The exercise
Revise the material below by changing each "bounding rectangle" to "bounding box", and leave everything else unchanged.

Records
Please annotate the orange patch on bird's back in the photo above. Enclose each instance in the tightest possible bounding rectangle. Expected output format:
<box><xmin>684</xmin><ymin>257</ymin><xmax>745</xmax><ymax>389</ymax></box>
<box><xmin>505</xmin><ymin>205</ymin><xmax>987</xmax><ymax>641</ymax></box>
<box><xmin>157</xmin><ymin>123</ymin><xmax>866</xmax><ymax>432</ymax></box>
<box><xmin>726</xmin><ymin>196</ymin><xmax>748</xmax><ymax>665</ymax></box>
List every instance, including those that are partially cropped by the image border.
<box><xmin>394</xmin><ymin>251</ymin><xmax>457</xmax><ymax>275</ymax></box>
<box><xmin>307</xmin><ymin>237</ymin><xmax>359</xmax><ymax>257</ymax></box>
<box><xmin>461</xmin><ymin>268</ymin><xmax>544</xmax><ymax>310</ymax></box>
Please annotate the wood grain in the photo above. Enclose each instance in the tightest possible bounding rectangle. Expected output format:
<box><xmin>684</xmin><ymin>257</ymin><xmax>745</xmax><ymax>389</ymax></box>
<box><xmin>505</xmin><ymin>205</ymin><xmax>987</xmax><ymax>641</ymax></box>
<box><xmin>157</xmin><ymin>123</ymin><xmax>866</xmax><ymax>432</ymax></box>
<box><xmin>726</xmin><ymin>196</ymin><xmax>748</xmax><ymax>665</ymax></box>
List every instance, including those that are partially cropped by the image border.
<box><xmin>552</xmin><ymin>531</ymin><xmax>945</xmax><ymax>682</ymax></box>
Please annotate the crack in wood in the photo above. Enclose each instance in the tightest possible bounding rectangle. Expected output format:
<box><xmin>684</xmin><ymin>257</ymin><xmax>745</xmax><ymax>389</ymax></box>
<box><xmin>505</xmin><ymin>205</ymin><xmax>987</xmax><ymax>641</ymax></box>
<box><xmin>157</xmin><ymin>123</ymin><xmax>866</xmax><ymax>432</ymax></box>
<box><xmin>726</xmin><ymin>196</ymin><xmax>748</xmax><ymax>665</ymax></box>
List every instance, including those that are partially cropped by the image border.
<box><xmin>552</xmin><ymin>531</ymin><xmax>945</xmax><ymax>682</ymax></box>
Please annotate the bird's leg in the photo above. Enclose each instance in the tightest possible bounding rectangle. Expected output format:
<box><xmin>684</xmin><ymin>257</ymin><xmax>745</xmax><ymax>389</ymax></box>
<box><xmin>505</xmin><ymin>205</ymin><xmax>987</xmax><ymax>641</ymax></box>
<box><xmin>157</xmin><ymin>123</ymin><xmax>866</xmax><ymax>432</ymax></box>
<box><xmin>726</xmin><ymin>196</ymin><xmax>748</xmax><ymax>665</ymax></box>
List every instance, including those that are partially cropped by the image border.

Reply to the task
Please annotate the orange patch on bird's back in the photo above. Enclose each instance in the tightest possible bounding box. Expected output format:
<box><xmin>684</xmin><ymin>257</ymin><xmax>745</xmax><ymax>389</ymax></box>
<box><xmin>505</xmin><ymin>205</ymin><xmax>987</xmax><ymax>641</ymax></box>
<box><xmin>157</xmin><ymin>123</ymin><xmax>866</xmax><ymax>432</ymax></box>
<box><xmin>726</xmin><ymin>196</ymin><xmax>748</xmax><ymax>665</ymax></box>
List every instance, including those that are partially cropped by the image border.
<box><xmin>394</xmin><ymin>251</ymin><xmax>457</xmax><ymax>275</ymax></box>
<box><xmin>307</xmin><ymin>237</ymin><xmax>359</xmax><ymax>257</ymax></box>
<box><xmin>461</xmin><ymin>268</ymin><xmax>544</xmax><ymax>310</ymax></box>
Please annotate the wood grain in the photo above. Enclose each instance in the tightest possible bounding box. Expected output format:
<box><xmin>684</xmin><ymin>257</ymin><xmax>745</xmax><ymax>389</ymax></box>
<box><xmin>505</xmin><ymin>205</ymin><xmax>987</xmax><ymax>641</ymax></box>
<box><xmin>157</xmin><ymin>123</ymin><xmax>866</xmax><ymax>432</ymax></box>
<box><xmin>726</xmin><ymin>196</ymin><xmax>748</xmax><ymax>665</ymax></box>
List every instance, including those that are partially cropped by the image border.
<box><xmin>552</xmin><ymin>531</ymin><xmax>945</xmax><ymax>682</ymax></box>
Please annotate the crack in wood in the photo above. Enclose each instance in the tightest possible bounding box. Expected output format:
<box><xmin>684</xmin><ymin>257</ymin><xmax>745</xmax><ymax>389</ymax></box>
<box><xmin>505</xmin><ymin>205</ymin><xmax>987</xmax><ymax>641</ymax></box>
<box><xmin>157</xmin><ymin>123</ymin><xmax>866</xmax><ymax>432</ymax></box>
<box><xmin>726</xmin><ymin>196</ymin><xmax>748</xmax><ymax>665</ymax></box>
List every instance, including those that are partially cropped by the image border.
<box><xmin>552</xmin><ymin>531</ymin><xmax>945</xmax><ymax>682</ymax></box>
Please annotate the bird's leg in the photo above. Enclose each instance in the tightest possible bounding box. Expected output format:
<box><xmin>684</xmin><ymin>257</ymin><xmax>745</xmax><ymax>389</ymax></box>
<box><xmin>505</xmin><ymin>205</ymin><xmax>987</xmax><ymax>641</ymax></box>
<box><xmin>157</xmin><ymin>123</ymin><xmax>866</xmax><ymax>432</ymax></box>
<box><xmin>726</xmin><ymin>196</ymin><xmax>748</xmax><ymax>665</ymax></box>
List every instance, including those that are partially cropped by the image border.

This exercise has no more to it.